Pointing entries for named objects:
++++++++

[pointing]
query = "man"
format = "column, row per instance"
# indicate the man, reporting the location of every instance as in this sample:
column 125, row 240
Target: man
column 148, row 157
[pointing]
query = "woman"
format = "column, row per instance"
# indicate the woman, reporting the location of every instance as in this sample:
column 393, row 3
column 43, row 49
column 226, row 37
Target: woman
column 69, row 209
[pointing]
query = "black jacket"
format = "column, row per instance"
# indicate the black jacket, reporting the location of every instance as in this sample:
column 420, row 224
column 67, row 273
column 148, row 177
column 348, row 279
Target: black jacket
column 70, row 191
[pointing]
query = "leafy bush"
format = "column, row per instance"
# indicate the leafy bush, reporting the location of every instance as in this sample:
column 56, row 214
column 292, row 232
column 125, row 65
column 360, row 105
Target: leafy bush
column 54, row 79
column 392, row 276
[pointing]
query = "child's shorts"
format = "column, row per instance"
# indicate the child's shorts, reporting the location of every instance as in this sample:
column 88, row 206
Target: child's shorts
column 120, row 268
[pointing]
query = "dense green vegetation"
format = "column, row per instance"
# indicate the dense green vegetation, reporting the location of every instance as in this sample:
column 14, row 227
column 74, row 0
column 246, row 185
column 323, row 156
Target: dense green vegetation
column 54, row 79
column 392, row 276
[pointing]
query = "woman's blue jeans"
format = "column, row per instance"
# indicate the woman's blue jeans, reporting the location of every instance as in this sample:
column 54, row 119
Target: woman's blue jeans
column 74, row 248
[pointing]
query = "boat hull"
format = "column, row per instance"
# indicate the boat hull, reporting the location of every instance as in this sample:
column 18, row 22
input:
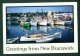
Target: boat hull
column 68, row 22
column 34, row 23
column 60, row 23
column 42, row 22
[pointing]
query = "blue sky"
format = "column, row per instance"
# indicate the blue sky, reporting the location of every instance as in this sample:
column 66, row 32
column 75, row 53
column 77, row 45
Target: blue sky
column 45, row 9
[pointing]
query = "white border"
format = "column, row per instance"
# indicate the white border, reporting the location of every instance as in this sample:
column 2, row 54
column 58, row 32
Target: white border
column 75, row 44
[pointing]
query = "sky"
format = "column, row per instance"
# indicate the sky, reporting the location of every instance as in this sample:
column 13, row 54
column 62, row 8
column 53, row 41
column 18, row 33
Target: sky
column 34, row 9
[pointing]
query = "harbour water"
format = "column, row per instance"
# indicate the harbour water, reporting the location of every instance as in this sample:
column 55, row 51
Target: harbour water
column 67, row 32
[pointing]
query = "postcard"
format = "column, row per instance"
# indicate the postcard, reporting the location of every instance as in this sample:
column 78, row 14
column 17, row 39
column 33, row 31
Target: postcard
column 32, row 28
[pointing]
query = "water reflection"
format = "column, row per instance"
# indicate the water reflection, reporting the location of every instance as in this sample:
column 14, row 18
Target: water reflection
column 67, row 33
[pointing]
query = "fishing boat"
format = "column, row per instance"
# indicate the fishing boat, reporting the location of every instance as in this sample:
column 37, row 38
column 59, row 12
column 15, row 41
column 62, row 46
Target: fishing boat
column 40, row 37
column 42, row 28
column 59, row 23
column 33, row 23
column 25, row 23
column 68, row 22
column 42, row 22
column 12, row 40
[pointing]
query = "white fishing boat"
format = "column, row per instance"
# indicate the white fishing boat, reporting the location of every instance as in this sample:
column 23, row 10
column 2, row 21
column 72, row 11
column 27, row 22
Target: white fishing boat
column 43, row 28
column 42, row 22
column 50, row 22
column 68, row 22
column 60, row 23
column 39, row 37
column 12, row 40
column 33, row 22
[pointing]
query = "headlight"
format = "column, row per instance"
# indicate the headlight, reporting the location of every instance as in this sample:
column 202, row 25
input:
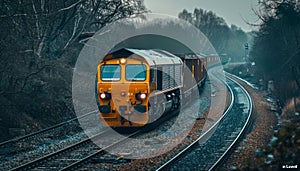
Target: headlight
column 105, row 96
column 140, row 96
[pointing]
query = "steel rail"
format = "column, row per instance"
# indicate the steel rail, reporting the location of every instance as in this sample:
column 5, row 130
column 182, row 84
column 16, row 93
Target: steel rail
column 195, row 143
column 44, row 130
column 240, row 135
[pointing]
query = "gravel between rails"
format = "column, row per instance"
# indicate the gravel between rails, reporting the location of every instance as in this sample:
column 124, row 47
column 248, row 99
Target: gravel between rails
column 244, row 157
column 29, row 149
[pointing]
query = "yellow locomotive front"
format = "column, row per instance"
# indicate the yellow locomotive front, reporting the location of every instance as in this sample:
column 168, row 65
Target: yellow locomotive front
column 123, row 90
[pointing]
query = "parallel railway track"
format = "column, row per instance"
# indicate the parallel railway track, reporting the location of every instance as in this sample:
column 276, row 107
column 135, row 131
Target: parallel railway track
column 29, row 147
column 74, row 155
column 78, row 154
column 227, row 132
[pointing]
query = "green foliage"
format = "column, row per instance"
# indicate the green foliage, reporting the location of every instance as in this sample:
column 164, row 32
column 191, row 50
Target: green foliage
column 226, row 40
column 276, row 48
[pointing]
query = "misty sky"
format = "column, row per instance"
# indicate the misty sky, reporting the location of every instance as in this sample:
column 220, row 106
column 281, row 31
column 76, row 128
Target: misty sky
column 233, row 11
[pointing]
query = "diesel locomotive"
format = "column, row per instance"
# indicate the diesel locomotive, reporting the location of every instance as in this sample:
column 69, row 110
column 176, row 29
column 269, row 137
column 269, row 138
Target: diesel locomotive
column 135, row 87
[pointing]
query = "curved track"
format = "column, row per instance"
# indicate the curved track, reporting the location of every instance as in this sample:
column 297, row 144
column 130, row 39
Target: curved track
column 220, row 138
column 29, row 147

++++++++

Copy the lines word for word, from the first one through the one that contains "column 70, row 191".

Result for this task >>
[pointing]
query = "man"
format = "column, row per instance"
# indicate the man, reporting the location of every instance as in this sample:
column 125, row 240
Target: man
column 148, row 157
[pointing]
query = "woman"
format = "column, row per instance"
# indicate the woman, reporting the location of every instance as in this sample:
column 393, row 3
column 43, row 49
column 226, row 37
Target: woman
column 69, row 209
[pointing]
query = "black jacket"
format = "column, row per instance"
# indicate the black jacket, reporting the location of every instance as in this sample:
column 420, row 224
column 67, row 273
column 148, row 177
column 348, row 279
Target: black jacket
column 70, row 191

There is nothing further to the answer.